*** Opening of Material shown ***

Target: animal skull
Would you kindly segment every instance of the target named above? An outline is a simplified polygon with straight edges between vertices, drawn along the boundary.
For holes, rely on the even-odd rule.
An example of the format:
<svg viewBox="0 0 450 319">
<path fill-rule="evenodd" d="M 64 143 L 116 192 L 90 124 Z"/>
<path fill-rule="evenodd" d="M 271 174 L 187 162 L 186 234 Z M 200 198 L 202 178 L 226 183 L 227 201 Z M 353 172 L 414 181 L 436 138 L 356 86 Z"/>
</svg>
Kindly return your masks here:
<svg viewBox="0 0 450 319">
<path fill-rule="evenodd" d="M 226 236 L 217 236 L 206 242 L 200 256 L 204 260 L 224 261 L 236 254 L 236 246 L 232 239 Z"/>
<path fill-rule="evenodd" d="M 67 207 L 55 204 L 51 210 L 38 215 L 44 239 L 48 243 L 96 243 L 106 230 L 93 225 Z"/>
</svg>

*** Close of Material shown ***

### What the task requires
Word for word, restate every record in the listing.

### Reply to the exercise
Target: animal skull
Would you kindly segment every instance of the target named above? An outline is a simplified polygon with straight edges between vertices, drawn along the boundary.
For holes, rely on the even-odd rule.
An example of the format:
<svg viewBox="0 0 450 319">
<path fill-rule="evenodd" d="M 64 143 L 116 192 L 90 124 Z"/>
<path fill-rule="evenodd" d="M 271 174 L 187 162 L 186 234 Z M 200 198 L 202 178 L 226 183 L 227 201 Z M 353 172 L 414 181 L 436 138 L 356 86 Z"/>
</svg>
Kindly return your masks here:
<svg viewBox="0 0 450 319">
<path fill-rule="evenodd" d="M 226 236 L 217 236 L 206 242 L 200 256 L 204 260 L 224 261 L 236 254 L 236 246 L 232 239 Z"/>
<path fill-rule="evenodd" d="M 67 207 L 55 204 L 51 210 L 38 215 L 44 239 L 48 243 L 96 243 L 106 230 L 93 225 Z"/>
</svg>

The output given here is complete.